PROBLEM STATEMENT: Among the entries below, find the lines that hold the word "bike" and report them.

EXERCISE INPUTS:
• • • • • • •

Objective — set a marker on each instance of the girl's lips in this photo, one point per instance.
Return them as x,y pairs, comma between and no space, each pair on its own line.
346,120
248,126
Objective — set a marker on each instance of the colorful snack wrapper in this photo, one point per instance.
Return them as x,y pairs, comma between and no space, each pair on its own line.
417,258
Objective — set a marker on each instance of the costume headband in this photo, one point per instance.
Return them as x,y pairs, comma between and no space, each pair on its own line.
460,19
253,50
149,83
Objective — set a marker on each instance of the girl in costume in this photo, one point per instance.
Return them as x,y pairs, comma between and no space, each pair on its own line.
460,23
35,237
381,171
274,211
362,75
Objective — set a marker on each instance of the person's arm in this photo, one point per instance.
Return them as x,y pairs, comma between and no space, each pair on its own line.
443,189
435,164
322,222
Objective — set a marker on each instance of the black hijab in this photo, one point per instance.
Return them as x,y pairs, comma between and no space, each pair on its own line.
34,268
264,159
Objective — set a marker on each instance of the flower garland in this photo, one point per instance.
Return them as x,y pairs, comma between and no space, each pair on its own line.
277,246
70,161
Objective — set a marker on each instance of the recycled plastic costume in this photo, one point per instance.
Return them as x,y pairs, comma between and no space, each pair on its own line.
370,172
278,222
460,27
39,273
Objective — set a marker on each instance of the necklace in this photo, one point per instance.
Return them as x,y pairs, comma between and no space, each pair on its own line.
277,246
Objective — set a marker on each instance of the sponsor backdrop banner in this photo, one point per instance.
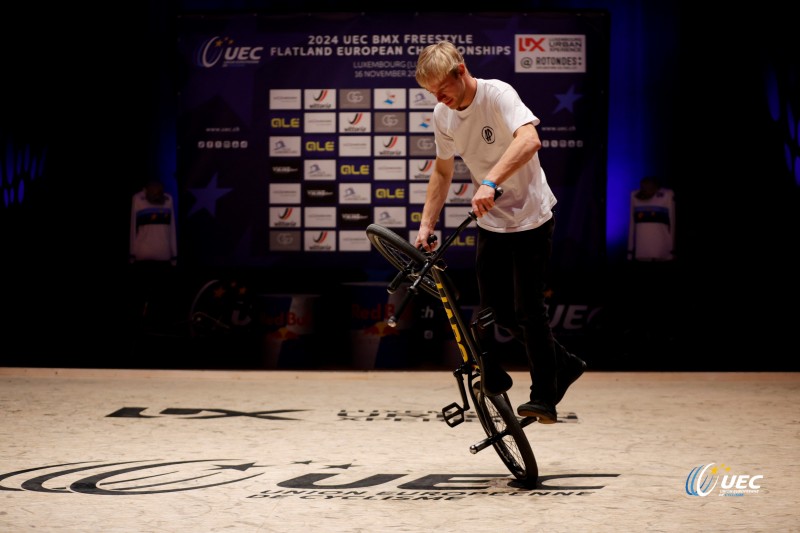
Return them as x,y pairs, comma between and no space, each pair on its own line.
297,131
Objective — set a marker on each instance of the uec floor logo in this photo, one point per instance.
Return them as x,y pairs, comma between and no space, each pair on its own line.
702,480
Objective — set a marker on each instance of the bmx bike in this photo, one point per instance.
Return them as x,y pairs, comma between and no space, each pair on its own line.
427,270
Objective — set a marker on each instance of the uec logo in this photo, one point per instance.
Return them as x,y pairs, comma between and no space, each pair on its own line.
702,480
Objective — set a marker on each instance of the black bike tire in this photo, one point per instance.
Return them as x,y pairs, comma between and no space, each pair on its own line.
496,415
400,253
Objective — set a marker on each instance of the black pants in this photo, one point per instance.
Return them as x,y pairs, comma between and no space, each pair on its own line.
512,272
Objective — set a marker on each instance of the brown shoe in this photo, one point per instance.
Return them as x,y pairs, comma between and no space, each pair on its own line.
544,411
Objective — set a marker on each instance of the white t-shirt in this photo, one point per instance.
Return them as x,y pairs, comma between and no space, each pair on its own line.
480,135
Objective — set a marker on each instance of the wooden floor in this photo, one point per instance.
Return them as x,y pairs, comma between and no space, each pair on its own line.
86,450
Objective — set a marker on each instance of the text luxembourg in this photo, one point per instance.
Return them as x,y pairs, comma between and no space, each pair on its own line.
366,51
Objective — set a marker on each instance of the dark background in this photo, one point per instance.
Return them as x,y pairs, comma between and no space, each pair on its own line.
94,91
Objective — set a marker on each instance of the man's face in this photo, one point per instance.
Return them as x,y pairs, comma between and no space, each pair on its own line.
449,91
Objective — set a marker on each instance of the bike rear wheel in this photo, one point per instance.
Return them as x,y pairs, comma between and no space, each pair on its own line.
402,255
498,418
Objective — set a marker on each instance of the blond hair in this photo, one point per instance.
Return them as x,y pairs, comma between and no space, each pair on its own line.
437,61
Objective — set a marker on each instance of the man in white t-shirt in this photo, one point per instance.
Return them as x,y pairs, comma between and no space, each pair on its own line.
488,126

• • • • • • •

ANSWER TO THIS EXERCISE:
Objective — set a marker on each instance of the bmx bike in this photo, one point per instance.
Objective — set a marker on each instance of the black bike tire in this photo, one point per instance.
Objective — set a marker on each instance of the bike rear wheel in this photo, one point per instance.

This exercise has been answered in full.